[Письменное задание]: Преобразуйте все строки ниже в CSV из двух столбцов, «текст» и «ответ»: для каждой строки дайте её текст и её ответ, каждый в одном поле в кавычках, с переносами, замененными пробелами. Картинки в ответ не включайте.

+ + + + + + +

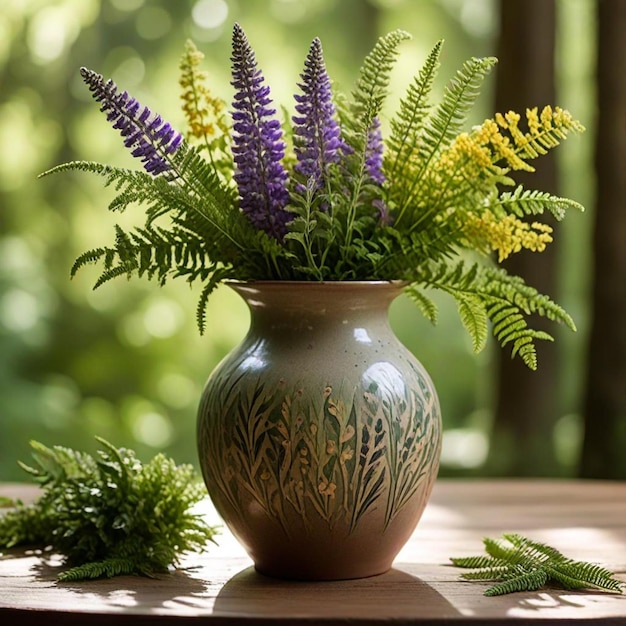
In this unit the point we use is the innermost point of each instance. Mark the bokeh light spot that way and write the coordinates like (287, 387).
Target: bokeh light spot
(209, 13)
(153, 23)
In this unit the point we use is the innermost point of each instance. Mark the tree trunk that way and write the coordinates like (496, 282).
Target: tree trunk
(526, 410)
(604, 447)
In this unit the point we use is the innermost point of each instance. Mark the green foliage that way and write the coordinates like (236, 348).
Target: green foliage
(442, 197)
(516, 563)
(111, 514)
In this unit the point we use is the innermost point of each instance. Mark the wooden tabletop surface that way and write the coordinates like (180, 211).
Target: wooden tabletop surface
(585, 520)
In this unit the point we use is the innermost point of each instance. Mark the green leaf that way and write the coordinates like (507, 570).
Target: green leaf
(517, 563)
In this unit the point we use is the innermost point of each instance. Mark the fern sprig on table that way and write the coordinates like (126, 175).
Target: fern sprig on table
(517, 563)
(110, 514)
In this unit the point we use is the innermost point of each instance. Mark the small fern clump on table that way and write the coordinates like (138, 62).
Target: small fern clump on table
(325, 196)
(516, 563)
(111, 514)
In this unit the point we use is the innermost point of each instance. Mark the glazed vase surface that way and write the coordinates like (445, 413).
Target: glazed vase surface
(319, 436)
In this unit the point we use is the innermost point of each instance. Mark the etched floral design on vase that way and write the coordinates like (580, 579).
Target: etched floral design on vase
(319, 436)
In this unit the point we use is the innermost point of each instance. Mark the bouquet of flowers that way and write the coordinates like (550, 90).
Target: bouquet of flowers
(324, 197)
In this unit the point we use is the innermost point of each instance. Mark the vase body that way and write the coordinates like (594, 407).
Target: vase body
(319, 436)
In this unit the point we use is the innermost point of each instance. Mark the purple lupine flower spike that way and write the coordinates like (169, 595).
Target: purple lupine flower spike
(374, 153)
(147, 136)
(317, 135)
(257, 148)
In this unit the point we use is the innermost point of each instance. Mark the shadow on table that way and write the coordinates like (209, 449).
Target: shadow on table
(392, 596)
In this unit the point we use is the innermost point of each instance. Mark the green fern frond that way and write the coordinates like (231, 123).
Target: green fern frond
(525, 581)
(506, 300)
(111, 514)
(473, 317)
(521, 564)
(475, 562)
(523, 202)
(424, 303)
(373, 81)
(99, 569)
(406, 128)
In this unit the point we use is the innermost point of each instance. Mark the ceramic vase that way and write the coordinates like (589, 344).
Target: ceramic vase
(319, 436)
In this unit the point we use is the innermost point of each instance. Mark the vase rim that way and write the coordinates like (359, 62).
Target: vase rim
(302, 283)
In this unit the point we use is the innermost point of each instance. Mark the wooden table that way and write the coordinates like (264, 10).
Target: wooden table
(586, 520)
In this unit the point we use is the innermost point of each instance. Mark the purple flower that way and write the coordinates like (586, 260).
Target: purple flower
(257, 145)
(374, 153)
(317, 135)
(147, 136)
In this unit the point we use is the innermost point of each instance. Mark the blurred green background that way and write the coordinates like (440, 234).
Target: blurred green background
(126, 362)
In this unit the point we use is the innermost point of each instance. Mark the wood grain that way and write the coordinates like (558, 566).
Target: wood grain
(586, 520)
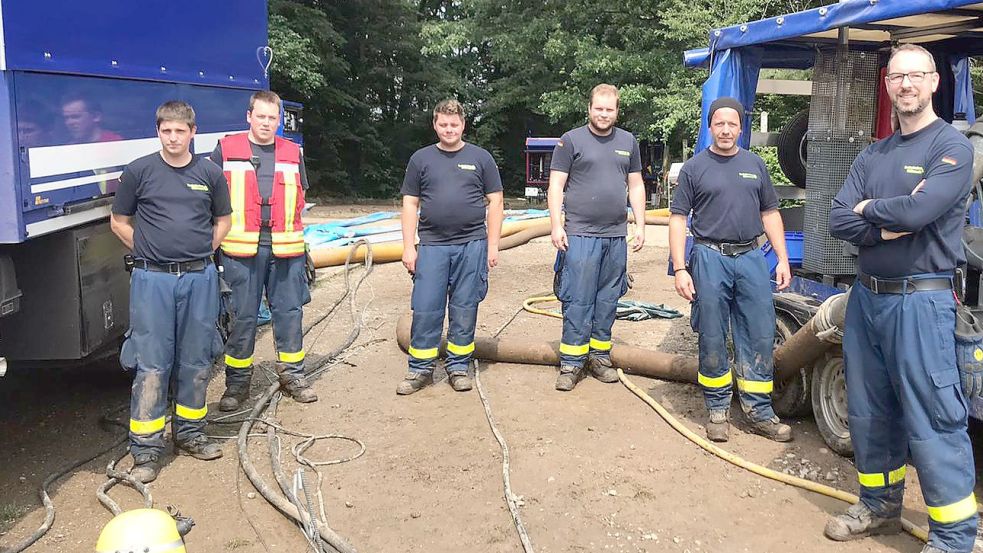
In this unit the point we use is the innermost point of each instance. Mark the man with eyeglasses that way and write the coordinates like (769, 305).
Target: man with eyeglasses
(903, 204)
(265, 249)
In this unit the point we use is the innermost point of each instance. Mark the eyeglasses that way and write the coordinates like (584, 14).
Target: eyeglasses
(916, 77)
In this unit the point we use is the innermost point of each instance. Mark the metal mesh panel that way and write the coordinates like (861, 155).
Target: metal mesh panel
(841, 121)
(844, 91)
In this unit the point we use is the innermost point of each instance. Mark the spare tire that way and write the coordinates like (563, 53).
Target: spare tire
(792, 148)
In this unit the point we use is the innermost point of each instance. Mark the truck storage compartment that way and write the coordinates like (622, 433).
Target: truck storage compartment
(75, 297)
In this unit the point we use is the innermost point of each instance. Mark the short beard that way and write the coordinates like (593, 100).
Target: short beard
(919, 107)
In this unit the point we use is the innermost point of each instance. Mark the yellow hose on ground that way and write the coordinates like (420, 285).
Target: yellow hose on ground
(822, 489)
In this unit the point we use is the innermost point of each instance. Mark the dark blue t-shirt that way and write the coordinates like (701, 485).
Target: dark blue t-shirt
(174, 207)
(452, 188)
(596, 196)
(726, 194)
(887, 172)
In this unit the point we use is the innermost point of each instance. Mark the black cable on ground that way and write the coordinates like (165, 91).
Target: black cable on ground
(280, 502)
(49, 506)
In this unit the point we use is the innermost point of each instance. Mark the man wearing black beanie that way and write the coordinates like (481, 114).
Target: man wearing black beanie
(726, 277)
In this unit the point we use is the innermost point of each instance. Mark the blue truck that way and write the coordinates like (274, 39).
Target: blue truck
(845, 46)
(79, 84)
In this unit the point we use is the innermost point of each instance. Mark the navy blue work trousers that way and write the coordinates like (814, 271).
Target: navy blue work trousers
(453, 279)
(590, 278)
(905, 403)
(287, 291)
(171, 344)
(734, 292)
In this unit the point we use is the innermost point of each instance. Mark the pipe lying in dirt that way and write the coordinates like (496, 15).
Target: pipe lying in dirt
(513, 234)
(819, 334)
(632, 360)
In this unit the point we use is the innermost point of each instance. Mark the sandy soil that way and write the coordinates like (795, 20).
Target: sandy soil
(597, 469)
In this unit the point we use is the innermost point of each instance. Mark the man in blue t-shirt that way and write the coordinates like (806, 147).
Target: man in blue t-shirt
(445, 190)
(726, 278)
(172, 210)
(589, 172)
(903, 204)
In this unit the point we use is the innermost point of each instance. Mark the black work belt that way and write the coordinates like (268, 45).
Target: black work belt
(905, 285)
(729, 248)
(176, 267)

+ + + + + + +

[Ответ]:
текст,ответ
"In this unit the point we use is the innermost point of each instance. Mark the bokeh light spot that way and write the coordinates like (287, 387). Target: bokeh light spot","(209, 13) (153, 23)"
"In this unit the point we use is the innermost point of each instance. Mark the tree trunk that way and write the coordinates like (496, 282). Target: tree trunk","(526, 410) (604, 447)"
"In this unit the point we use is the innermost point of each instance. Mark the green foliage that way and write the coordinates like (236, 348). Target: green foliage","(442, 197) (516, 563) (111, 514)"
"In this unit the point we use is the innermost point of each instance. Mark the wooden tabletop surface that way and write the coordinates like (180, 211). Target: wooden tabletop surface","(585, 520)"
"In this unit the point we use is the innermost point of each instance. Mark the green leaf that way and write the coordinates like (507, 570). Target: green leaf","(517, 563)"
"In this unit the point we use is the innermost point of each instance. Mark the fern sprig on table that way and write the coordinates like (126, 175). Target: fern sprig on table","(517, 563) (110, 514)"
"In this unit the point we use is the innermost point of each instance. Mark the small fern clump on table that way and write the coordinates like (138, 62). Target: small fern clump on table","(325, 196) (516, 563) (111, 514)"
"In this unit the point we use is the innermost point of each instance. Mark the glazed vase surface that way and write the coordinates like (445, 413). Target: glazed vase surface","(319, 436)"
"In this unit the point we use is the innermost point of each instance. Mark the etched floral design on vase that way and write the coordinates like (580, 579). Target: etched floral design on vase","(319, 436)"
"In this unit the point we use is the innermost point of each instance. Mark the bouquet of flowers that way and write the coordinates like (550, 90). Target: bouquet of flowers","(324, 197)"
"In this unit the point we use is the innermost point of each instance. Mark the vase body that way and write the coordinates like (594, 407). Target: vase body","(319, 436)"
"In this unit the point we use is the innermost point of each instance. Mark the purple lupine flower spike that way and write the coordinates like (169, 595). Target: purple lupine flower spike","(374, 153) (147, 136) (317, 135) (257, 148)"
"In this unit the point we use is the innermost point of each instance. Mark the shadow on table that way and write the coordinates like (209, 449). Target: shadow on table","(392, 596)"
"In this unit the point we use is the innermost point of each instance. Mark the green fern frond that way and write the coordinates like (231, 123). Target: green fern frond","(525, 581) (506, 300) (111, 514) (473, 317) (521, 564) (475, 562) (523, 202) (424, 303) (373, 81) (99, 569) (406, 128)"
"In this unit the point we use is the innermost point of each instance. Mark the ceramic vase that way and write the coordinates like (589, 344). Target: ceramic vase","(319, 436)"
"In this unit the point we use is the innermost point of each instance. Mark the vase rim that way and write the coordinates like (359, 62). Target: vase rim","(302, 283)"
"In this unit the point we use is the innermost point of each instance. Mark the wooden table that way and write the coordinates like (264, 10). Target: wooden table","(586, 520)"
"In this unit the point we use is the innermost point of each instance. Mark the purple flower that way and write the coordinates like (586, 260). Target: purple flower","(257, 145) (374, 153) (317, 135) (147, 136)"
"In this unit the point we use is the innermost point of each instance. Mark the blurred green background that way and write the coordinates like (440, 234). Target: blurred green background","(126, 362)"
"In this unit the point we use is the innermost point of each instance. Mark the wood grain that way and write the coordinates like (558, 566). Target: wood grain","(586, 520)"
"In this unit the point we use is the innermost point of each instance. Mark the man with eyeglasses that way and write the coordinates like (769, 305). Target: man with eyeglasses","(903, 204) (265, 249)"
"In this unit the point we use is the innermost point of each instance. Mark the eyeglasses that way and write the coordinates like (584, 14). Target: eyeglasses","(916, 77)"
"In this unit the point we use is the innermost point of each instance. Mark the metal mesh panel that way and write the coordinates like (861, 155). Target: metal mesh panel","(841, 121) (844, 91)"
"In this unit the point we use is the innermost point of each instance. Mark the spare tire that way and write the coordinates like (563, 53). Target: spare tire","(792, 148)"
"In this unit the point we use is the innermost point of each instance. Mark the truck storage compartment that way and write the coordinates like (622, 433). Target: truck storage compartment","(75, 297)"
"In this unit the point we use is the innermost point of each instance. Mark the short beard that way and write the coordinates like (593, 100). Target: short beard","(919, 107)"
"In this unit the point we use is the innermost point of each instance. Mark the yellow hose on ground that way and write the coordinates like (420, 285). Target: yellow hose on ground","(822, 489)"
"In this unit the point we use is the innermost point of each instance. Mark the dark blue t-shirt that way and write the coordinates like (701, 485). Target: dark blue t-shirt","(174, 207) (452, 188) (596, 196) (726, 194) (887, 172)"
"In this unit the point we use is the innermost point of each instance. Mark the black cable on ground that way and write the coordinates like (165, 91). Target: black cable on ground","(280, 502) (49, 506)"
"In this unit the point we use is the innermost point of each instance. Mark the man wearing black beanie that way and write the coordinates like (481, 114). Target: man wearing black beanie","(726, 277)"
"In this unit the point we use is the innermost point of each instance. Mark the blue truck that way and write the coordinates like (274, 39). Target: blue truck","(845, 46) (79, 84)"
"In this unit the point we use is the innermost point of each instance. Mark the navy blue work trousers that way and write the coordinates like (814, 271). Target: navy blue work trousers","(453, 279) (590, 278) (905, 403) (287, 291) (171, 344) (734, 292)"
"In this unit the point we use is the innermost point of each instance. Mark the pipe lying in dirt that way and write the coordinates like (496, 15). Target: pipe lying in dirt","(513, 234) (819, 334) (632, 360)"
"In this unit the point we use is the innermost point of each instance. Mark the sandy soil that way and write the coordinates like (795, 20). Target: sandy soil","(597, 469)"
"In this unit the point we use is the innermost point of each instance. Mark the man in blue t-shirt that way and write the coordinates like (806, 147). Target: man in blue t-shirt","(445, 190) (726, 278) (172, 210) (589, 172) (903, 204)"
"In this unit the point we use is the innermost point of each instance. Mark the black work belt that way and write the coordinates like (268, 45). Target: black work belt","(905, 285) (729, 248) (176, 267)"